De Directeur van het Gewestelijk Arbeidsbureau is niet een instantie aangewezen een bindende definitieve beslissing te geven over de vraag of de beëindiging geschiedt met wederzijds goedvinden en/of of een van de in het tweede lid van artikel 6 van het Buitengewoon Besluit Arbeidsverhoudingen 1945 genoemde gevallen zich voordoet en/of over de vraag die naar het oordeel van de Rechtbank in casu aan hem werd voorgelegd. De voor de beoordeling van die vraag (vragen) aangewezen instantie is de gewone burgerlijke of strafrechter.
Het tweede lid van artikel 6 van het Buitengewoon Besluit Arbeidsverhoudingen 1945 bepaalt niet dat in de in dat lid genoemde gevallen de in het voorgaande lid bedoelde toestemming niet is vereist, maar dat in die gevallen het verbod, bedoeld in het eerste lid, niet geldt. De vraag of zich een geval voordoet waarin ingevolge het tweede lid van artikel 6 van het Buitengewoon Besluit Arbeidsverhoudingen 1945 het in het eerste lid van artikel 6 van het Buitengewoon Besluit Arbeidsverhoudingen 1945 gestelde verbod niet geldt, valt buiten de competentie van genoemde Directeur en op diens oordeel omtrent die vraag en/of omtrent de vraag die naar het oordeel van de Rechtbank in casu aan hem werd voorgelegd, mag degeen die de arbeidsverhouding wil beëindigen niet afgaan.
2. [eiser] heeft gesteld en door getuigen te bewijzen aangeboden dat hij zich van de aanvang af tegen het ontslag van 5 mei 1965 heeft verzet en daarvan aan [verweerster] kennis heeft gegeven, zeker tussen 5 mei 1965 en 6 maanden later. De Rechtbank heeft in strijd met het recht en/of in strijd met haar taak als appelrechter en/of in strijd met de wettelijke motiveringsplicht omtrent deze stellingen niet overwogen en beslist.
Indien de juistheid van deze stellingen in rechte komt vast te staan, is het op 5 mei 1965 per 1 oktober 1965 verleende ontslag nietig, ongeacht het antwoord van de Directeur van het Gewestelijk Arbeidsbureau op de hem door [verweerster] voorgelegde vraag, althans wanneer in rechte tevens komt vast te staan, dat de stelling van [verweerster] dat beëindiging met wederzijds goedvinden is geschied, onjuist is.
Ten onrechte en in strijd met het recht en/of in strijd met haar taak als appelrechter en/of in strijd met de wettelijke motiveringsplicht, heeft de Rechtbank overwogen en beslist:
‘’4. Het voren overwogene brengt mede, dat de grieven voor het overige onbesproken kunnen blijven en dat ieder door [eiser] gedaan bewijsaanbod als niet ter zake dienende behoort te worden gepasseerd.’’.
_ _ _ _ _
**Opdracht**
Welke instantie is volgens de te lezen tekst aangewezen om te beoordelen of de beëindiging met wederzijds goedvinden is geschied? De regels zijn niet nodig om de opdracht uit te voeren.

**Fragment uit gegevensset**
_ _ _ _ _
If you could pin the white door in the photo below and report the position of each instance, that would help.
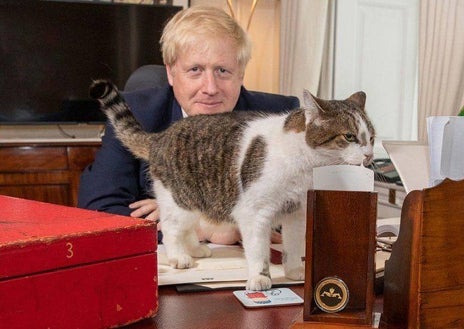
(376, 50)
_ _ _ _ _
**Uitgevoerde opdracht**
De gewone burgerlijke of strafrechter.